_Work instructions:_
The records below are to be quoted in full; please keep every word exact.

_Extracted entries:_
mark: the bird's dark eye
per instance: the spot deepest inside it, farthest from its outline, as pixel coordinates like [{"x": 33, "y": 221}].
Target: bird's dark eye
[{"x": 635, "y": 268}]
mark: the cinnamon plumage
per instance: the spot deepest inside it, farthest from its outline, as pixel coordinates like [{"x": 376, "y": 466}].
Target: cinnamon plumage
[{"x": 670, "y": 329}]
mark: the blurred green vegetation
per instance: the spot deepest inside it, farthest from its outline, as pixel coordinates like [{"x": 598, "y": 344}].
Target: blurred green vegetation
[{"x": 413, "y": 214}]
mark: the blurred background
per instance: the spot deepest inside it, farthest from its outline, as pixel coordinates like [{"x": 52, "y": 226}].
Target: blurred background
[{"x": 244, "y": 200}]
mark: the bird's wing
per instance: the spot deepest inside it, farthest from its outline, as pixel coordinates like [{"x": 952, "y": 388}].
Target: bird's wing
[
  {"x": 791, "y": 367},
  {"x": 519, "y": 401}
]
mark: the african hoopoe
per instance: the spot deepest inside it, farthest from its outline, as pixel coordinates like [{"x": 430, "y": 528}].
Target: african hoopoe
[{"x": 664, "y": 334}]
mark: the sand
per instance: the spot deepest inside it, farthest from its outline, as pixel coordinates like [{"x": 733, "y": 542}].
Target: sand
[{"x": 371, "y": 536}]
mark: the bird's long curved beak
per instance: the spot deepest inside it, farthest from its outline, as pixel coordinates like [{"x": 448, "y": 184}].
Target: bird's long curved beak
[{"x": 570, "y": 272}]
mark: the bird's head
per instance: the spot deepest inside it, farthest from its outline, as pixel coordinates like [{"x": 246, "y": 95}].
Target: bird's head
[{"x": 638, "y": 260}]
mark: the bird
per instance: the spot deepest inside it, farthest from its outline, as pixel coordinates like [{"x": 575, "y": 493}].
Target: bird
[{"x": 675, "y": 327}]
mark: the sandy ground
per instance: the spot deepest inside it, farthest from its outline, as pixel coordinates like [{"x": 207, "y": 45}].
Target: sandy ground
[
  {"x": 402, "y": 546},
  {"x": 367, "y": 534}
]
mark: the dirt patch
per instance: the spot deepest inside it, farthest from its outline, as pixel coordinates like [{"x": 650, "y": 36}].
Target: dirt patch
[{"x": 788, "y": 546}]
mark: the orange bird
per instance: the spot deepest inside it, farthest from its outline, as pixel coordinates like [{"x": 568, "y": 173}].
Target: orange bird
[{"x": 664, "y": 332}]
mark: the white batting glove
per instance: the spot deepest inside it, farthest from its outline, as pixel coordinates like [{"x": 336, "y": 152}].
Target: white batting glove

_Complete response:_
mark: the bird's dark eye
per instance: the spot deepest inside it, farthest from its outline, as pixel coordinates like [{"x": 33, "y": 221}].
Target: bird's dark eye
[{"x": 635, "y": 268}]
mark: the cinnamon plumage
per instance: the spot deepest inside it, farthest from its outline, as pixel coordinates like [{"x": 376, "y": 466}].
Target: cinnamon plumage
[{"x": 670, "y": 329}]
mark: the blurred green vegetation
per instance: the spot deepest inside it, farthest from its outline, as pixel coordinates like [{"x": 598, "y": 344}].
Target: blurred green vegetation
[{"x": 413, "y": 214}]
mark: the blurred background
per instance: the spot deepest inside it, farthest from its outline, as pixel coordinates like [{"x": 52, "y": 226}].
Target: blurred background
[{"x": 244, "y": 200}]
mark: the bird's wing
per instance: the spot deepest inside it, farthest from its outline, as pixel coordinates like [{"x": 952, "y": 388}].
Target: bird's wing
[
  {"x": 791, "y": 367},
  {"x": 519, "y": 401}
]
mark: the african hoopoe
per instance: the spot deepest inside it, farthest from its outline, as pixel coordinates like [{"x": 430, "y": 528}].
Target: african hoopoe
[{"x": 664, "y": 334}]
mark: the sand
per instance: the spot deepest inside it, farthest from its outline, as pixel coordinates like [{"x": 733, "y": 542}].
Target: sand
[{"x": 371, "y": 536}]
mark: the bird's long curved beak
per instance: the spot deepest inside it, farthest from its outline, as pixel coordinates like [{"x": 448, "y": 184}].
Target: bird's long curved beak
[{"x": 570, "y": 272}]
mark: the bird's head
per instance: the spot deepest inside it, farthest from its outline, as pixel coordinates like [{"x": 246, "y": 95}].
Target: bird's head
[{"x": 638, "y": 260}]
mark: the bird
per instance: the spot deepest inside it, farthest from its outline, as pixel coordinates like [{"x": 575, "y": 493}].
Target: bird
[{"x": 675, "y": 327}]
mark: the sandy ground
per instance: the spot deepest inside it, farthest from its outline, as pixel coordinates like [{"x": 207, "y": 45}].
Target: sandy ground
[
  {"x": 402, "y": 546},
  {"x": 367, "y": 534}
]
mark: the dirt patch
per instance: the spot deepest inside it, farthest from its outline, as pixel coordinates like [{"x": 650, "y": 36}].
Target: dirt patch
[{"x": 788, "y": 546}]
mark: the orange bird
per instance: the spot deepest inside it, farthest from its outline, as pixel coordinates like [{"x": 568, "y": 173}].
Target: orange bird
[{"x": 664, "y": 332}]
mark: the white batting glove
per instance: the spot deepest inside it, farthest from its outline, as pixel coordinates like [{"x": 336, "y": 152}].
Target: white batting glove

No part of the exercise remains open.